### Task
Copy the records verbatim, starting at the beginning and stopping after the line that contains "pixel 123 51".

Start

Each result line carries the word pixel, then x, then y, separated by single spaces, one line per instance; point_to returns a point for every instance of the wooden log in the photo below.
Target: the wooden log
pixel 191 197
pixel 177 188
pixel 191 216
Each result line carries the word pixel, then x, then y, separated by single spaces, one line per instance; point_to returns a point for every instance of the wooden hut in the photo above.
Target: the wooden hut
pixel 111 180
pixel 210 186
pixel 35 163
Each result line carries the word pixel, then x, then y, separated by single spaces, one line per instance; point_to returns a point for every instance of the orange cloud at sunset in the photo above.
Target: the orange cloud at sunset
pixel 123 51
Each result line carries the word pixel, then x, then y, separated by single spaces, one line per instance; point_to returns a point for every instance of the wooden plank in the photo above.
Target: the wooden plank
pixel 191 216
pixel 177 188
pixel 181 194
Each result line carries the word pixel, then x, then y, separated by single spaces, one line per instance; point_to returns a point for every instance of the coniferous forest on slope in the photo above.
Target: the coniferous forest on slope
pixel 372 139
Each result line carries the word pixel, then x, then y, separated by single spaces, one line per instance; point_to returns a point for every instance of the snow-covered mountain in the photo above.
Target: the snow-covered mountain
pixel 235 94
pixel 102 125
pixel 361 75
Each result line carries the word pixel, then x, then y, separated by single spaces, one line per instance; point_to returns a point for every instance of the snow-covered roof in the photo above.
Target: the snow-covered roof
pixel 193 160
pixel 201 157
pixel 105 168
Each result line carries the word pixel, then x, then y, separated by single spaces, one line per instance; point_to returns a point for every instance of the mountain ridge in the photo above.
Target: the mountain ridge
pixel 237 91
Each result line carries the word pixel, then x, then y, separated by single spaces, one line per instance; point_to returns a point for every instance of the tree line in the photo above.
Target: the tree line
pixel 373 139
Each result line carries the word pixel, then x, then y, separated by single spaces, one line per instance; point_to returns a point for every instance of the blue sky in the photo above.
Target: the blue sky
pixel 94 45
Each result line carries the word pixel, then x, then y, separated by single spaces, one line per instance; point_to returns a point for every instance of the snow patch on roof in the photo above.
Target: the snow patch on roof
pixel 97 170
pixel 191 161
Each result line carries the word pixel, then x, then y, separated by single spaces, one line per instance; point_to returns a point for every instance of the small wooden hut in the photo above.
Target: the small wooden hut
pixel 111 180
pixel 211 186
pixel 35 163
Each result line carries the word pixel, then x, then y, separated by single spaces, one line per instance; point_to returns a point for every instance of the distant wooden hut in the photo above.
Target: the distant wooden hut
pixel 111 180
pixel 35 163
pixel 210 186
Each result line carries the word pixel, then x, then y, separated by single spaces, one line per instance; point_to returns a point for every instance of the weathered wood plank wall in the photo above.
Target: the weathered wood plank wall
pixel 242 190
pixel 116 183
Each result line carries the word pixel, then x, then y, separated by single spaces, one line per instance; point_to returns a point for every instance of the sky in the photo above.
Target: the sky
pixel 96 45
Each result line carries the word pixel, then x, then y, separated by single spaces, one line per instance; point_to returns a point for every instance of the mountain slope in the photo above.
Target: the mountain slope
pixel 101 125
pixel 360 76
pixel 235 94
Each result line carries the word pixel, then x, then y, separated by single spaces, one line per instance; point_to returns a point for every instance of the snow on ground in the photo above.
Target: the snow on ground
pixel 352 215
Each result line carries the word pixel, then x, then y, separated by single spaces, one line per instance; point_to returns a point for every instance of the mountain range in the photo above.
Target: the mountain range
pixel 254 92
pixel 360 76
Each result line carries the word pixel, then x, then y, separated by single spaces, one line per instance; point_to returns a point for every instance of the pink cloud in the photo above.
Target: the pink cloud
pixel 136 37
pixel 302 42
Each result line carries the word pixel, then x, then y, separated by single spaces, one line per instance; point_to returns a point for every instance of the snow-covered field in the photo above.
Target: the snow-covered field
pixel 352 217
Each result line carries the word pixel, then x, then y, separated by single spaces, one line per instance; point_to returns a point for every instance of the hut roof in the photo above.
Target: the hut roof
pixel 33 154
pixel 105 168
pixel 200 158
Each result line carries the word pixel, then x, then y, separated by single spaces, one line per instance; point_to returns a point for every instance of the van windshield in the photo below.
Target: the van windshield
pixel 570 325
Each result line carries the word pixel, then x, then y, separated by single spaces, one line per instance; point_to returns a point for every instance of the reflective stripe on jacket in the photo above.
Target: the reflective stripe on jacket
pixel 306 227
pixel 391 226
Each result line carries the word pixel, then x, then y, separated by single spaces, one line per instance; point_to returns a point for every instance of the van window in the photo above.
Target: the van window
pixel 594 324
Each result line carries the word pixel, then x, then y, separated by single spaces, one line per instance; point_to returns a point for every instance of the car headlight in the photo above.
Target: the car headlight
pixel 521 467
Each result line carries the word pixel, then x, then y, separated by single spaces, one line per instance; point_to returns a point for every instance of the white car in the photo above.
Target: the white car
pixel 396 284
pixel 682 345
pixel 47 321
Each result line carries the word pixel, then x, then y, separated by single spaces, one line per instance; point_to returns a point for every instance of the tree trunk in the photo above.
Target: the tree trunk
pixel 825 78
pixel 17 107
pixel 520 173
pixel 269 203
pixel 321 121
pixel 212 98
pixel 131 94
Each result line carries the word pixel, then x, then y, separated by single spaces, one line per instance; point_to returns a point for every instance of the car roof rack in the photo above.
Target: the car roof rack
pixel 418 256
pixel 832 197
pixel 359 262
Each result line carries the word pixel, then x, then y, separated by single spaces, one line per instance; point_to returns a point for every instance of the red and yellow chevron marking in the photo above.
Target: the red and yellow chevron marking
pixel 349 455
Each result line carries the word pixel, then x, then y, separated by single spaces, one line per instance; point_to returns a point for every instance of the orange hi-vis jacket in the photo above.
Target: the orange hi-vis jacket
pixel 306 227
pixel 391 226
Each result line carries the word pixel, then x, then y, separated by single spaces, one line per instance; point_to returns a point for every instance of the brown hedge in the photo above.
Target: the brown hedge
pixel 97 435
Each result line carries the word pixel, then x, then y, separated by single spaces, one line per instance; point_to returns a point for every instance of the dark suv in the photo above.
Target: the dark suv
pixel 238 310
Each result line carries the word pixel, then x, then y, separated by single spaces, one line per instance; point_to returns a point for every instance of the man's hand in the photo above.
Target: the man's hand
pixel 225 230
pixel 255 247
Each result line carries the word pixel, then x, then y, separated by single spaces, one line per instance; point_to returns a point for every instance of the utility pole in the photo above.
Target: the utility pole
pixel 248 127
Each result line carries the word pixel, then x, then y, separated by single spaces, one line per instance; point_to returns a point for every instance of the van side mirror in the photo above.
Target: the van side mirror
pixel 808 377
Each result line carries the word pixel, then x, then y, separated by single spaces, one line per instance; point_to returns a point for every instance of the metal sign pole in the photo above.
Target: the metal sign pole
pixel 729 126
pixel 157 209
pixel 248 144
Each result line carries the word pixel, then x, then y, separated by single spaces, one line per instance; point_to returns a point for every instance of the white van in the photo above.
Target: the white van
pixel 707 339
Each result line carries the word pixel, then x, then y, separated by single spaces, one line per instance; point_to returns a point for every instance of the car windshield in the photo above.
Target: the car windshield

End

### Worked answer
Each result line carries the word pixel, then x, then y, separated by single spaces, one line per instance; point_to returns a point for every instance of the wooden log in the photo below.
Target: the wooden log
pixel 191 197
pixel 177 188
pixel 191 216
Each result line carries the word pixel, then x, then y, separated by single spaces, one line per instance; point_to returns a point for every instance of the wooden hut in the photo above.
Target: the wooden hut
pixel 111 180
pixel 210 186
pixel 35 163
Each result line carries the word pixel, then x, then y, separated by single spaces, one line per instance; point_to returns a point for every instance of the orange cloud at sunset in the photo above.
Target: the orange cloud at sunset
pixel 123 51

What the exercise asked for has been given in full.